Verilen alıştırma 1: Aşağıdaki şiddet sorunu konulu alıntıda geçen şu cümleyi İngilizceye çevirin: "Tek başımıza olsak dahi doğru bildiğimiz yolda hayıra ve barışa doğru yol almalıyız."

3 Haziran 2016 Cuma

Şiddet sorunu

     Konuşulması en zor konulardan biri belki de aile içi şiddet olayları, duymak istemiyoruz ama gerçeklerden de kaçacak bir yerimiz yok, o halde toplum olarak bu sorunu çözmek zorundayız. ''Ben ne yapabilirim ki?'' demeyelim, hepimizin atacağı küçük adımlarla daha güzel bir dünya mümkün. Kişi kendisini değiştirdikçe çevresi de değişecektir, insanlara ışık olacaktır unutmayın, çevremizde karanlığı aydınlatacak insanlara ihtiyacımız var. Tek başımıza olsak dahi doğru bildiğimiz yolda hayıra ve barışa doğru yol almalıyız. Toplumu bu hale iten sebepleri ve neler yapılabileceğini anlatmaya çalışacağım yazımda.

Verilen veriler:
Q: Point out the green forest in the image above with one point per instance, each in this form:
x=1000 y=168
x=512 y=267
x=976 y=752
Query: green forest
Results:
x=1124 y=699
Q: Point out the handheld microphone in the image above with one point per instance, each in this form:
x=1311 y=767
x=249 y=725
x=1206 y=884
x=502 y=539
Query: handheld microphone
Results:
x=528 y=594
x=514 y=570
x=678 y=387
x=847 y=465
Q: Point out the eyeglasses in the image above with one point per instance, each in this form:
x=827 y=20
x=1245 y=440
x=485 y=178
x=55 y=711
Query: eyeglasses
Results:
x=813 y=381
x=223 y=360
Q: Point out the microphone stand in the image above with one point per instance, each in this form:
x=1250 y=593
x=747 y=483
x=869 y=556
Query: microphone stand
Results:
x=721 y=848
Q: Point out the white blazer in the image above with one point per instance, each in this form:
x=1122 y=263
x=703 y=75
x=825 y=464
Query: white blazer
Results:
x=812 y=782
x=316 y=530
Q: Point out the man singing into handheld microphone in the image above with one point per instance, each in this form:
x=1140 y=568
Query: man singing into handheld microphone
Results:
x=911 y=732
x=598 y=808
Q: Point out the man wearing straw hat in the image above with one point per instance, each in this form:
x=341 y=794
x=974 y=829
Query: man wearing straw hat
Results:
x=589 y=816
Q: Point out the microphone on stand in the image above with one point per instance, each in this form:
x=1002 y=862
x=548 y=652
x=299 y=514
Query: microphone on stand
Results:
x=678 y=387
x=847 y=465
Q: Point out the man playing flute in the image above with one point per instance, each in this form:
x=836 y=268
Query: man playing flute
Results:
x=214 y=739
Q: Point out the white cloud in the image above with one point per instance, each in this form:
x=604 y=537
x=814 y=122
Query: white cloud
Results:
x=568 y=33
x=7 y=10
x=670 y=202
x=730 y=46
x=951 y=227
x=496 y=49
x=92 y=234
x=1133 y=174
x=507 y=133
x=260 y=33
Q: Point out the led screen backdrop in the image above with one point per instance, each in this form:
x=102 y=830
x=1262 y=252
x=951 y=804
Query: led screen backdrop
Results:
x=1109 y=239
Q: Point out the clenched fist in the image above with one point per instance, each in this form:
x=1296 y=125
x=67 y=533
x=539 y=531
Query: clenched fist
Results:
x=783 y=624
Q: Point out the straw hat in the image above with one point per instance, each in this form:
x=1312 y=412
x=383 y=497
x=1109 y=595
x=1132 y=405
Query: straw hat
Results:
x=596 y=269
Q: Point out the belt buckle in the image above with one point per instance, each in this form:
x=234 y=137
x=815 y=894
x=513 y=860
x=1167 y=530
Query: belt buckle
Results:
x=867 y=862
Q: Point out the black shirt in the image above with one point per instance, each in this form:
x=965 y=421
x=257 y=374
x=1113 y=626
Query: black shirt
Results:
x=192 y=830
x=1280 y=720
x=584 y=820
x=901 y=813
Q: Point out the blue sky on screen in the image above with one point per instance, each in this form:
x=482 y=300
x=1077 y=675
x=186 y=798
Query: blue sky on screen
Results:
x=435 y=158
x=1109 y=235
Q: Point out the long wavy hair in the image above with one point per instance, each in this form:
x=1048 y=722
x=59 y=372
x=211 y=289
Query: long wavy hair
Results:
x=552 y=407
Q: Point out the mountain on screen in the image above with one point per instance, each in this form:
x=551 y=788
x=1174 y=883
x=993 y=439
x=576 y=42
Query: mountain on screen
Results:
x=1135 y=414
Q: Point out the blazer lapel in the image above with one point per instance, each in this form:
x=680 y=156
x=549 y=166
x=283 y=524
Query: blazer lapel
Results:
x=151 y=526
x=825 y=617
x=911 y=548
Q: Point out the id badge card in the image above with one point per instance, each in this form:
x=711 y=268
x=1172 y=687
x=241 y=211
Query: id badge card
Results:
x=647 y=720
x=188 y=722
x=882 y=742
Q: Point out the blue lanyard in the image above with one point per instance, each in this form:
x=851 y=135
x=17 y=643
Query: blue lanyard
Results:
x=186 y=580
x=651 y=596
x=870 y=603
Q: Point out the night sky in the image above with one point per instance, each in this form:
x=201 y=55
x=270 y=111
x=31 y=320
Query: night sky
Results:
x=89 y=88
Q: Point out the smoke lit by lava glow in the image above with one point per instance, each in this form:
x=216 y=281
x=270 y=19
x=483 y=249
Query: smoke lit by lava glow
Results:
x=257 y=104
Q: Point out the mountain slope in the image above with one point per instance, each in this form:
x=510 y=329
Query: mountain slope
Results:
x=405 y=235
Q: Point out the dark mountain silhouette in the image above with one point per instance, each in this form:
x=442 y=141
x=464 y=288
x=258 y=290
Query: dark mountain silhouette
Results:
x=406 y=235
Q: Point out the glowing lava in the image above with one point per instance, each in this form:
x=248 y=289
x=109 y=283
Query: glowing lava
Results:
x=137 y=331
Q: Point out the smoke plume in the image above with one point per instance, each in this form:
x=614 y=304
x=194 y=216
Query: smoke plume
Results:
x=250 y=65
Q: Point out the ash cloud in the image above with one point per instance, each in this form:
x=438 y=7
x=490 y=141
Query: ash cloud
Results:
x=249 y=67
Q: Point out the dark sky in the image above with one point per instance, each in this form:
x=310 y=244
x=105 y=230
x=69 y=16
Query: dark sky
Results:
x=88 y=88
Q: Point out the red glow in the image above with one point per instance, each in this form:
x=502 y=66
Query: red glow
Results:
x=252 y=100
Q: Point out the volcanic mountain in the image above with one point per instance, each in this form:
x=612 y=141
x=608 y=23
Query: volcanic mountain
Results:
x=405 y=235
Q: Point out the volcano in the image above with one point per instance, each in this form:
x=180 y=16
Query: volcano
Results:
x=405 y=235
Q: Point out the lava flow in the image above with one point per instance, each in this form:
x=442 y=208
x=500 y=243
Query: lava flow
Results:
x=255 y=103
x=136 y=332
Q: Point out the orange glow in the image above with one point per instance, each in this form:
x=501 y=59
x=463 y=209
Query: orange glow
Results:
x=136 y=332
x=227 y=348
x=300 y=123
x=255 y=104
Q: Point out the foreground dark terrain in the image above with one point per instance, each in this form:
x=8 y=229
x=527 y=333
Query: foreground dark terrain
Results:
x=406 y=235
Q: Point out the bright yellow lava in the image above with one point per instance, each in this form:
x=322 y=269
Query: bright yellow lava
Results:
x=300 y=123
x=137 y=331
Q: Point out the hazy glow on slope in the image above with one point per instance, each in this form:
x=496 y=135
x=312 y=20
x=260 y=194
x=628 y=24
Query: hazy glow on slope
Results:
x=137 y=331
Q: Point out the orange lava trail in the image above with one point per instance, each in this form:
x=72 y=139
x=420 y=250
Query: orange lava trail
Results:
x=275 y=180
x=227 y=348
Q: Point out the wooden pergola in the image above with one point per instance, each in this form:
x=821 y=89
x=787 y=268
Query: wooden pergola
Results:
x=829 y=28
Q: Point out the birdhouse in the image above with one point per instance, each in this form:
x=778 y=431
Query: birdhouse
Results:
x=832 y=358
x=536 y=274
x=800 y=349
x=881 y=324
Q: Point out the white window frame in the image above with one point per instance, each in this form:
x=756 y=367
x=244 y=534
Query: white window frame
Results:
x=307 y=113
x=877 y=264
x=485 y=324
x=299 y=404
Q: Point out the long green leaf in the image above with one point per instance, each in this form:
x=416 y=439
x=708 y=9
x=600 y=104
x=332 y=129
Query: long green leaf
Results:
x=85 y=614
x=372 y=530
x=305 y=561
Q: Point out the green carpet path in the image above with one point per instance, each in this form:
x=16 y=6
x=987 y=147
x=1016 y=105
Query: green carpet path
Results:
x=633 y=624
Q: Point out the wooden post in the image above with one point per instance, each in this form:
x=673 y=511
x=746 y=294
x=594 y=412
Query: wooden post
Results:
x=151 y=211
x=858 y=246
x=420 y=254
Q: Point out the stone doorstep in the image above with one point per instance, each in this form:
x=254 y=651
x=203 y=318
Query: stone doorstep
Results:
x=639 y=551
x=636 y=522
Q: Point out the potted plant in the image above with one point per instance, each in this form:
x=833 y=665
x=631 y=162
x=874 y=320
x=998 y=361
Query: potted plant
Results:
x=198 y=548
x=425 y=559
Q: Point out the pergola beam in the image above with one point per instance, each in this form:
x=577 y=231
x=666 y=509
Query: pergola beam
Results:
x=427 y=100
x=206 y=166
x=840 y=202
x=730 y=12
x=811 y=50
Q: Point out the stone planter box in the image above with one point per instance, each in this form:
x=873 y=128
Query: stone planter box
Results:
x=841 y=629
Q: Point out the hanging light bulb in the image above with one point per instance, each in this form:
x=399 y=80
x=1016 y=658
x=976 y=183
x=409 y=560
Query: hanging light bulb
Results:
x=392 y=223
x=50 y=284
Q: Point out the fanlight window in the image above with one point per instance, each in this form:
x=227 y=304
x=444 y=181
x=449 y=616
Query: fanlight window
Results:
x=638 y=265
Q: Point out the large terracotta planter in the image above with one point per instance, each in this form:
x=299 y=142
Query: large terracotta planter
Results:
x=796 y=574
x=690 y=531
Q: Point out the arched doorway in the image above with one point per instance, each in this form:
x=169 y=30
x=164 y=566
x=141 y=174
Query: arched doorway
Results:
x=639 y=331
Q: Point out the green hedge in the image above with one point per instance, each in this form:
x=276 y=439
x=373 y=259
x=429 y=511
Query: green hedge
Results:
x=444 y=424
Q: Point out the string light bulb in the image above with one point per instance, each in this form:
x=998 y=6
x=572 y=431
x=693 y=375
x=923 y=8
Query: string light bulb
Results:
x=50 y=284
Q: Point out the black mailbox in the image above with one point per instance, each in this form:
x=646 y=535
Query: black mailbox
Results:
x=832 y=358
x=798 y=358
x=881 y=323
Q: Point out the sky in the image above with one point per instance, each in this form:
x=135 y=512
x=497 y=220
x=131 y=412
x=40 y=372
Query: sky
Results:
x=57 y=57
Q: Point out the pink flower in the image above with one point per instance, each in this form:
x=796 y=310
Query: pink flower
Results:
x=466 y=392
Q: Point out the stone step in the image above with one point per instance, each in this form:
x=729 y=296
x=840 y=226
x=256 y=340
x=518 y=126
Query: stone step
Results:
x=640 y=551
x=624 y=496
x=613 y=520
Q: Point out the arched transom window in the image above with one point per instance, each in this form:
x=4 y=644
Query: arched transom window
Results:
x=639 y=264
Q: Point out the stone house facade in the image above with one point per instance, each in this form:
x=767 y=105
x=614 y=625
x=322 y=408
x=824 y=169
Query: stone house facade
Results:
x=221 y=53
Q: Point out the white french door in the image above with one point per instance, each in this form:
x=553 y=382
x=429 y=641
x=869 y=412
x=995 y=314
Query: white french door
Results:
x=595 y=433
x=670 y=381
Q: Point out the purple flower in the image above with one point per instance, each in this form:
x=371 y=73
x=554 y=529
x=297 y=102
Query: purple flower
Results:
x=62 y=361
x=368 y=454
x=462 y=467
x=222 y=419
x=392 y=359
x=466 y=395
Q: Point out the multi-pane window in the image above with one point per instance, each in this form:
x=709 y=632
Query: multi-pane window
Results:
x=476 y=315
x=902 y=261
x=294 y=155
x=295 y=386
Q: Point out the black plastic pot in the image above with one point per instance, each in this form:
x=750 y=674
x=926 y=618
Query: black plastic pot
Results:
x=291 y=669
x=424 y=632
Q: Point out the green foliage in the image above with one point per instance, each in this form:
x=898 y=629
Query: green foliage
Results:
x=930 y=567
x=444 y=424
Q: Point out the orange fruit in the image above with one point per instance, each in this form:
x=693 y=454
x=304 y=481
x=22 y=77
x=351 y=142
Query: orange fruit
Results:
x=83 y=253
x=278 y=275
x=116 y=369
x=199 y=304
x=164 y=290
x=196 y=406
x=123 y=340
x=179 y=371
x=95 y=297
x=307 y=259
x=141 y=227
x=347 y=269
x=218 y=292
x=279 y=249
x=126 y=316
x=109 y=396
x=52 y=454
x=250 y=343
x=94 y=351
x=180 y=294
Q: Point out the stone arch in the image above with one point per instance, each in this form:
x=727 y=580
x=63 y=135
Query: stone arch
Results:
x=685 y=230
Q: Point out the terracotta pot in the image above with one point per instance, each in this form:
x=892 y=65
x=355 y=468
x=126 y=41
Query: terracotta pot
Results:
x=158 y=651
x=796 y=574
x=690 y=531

Verilen alıştırma 2: Kayıtların en başından başlayıp "x=721 y=848" ifadesini içeren satırla biten satırları, boş satırları atlayarak numaralı liste biçiminde yazın. Son satır da listeye dahil edilsin.

Sonuç 1: Even if we are alone, we must make our way toward goodness and peace on the path we believe to be right.

Sonuç 2:
1. Q: Point out the green forest in the image above with one point per instance, each in this form:
2. x=1000 y=168
3. x=512 y=267
4. x=976 y=752
5. Query: green forest
6. Results:
7. x=1124 y=699
8. Q: Point out the handheld microphone in the image above with one point per instance, each in this form:
9. x=1311 y=767
10. x=249 y=725
11. x=1206 y=884
12. x=502 y=539
13. Query: handheld microphone
14. Results:
15. x=528 y=594
16. x=514 y=570
17. x=678 y=387
18. x=847 y=465
19. Q: Point out the eyeglasses in the image above with one point per instance, each in this form:
20. x=827 y=20
21. x=1245 y=440
22. x=485 y=178
23. x=55 y=711
24. Query: eyeglasses
25. Results:
26. x=813 y=381
27. x=223 y=360
28. Q: Point out the microphone stand in the image above with one point per instance, each in this form:
29. x=1250 y=593
30. x=747 y=483
31. x=869 y=556
32. Query: microphone stand
33. Results:
34. x=721 y=848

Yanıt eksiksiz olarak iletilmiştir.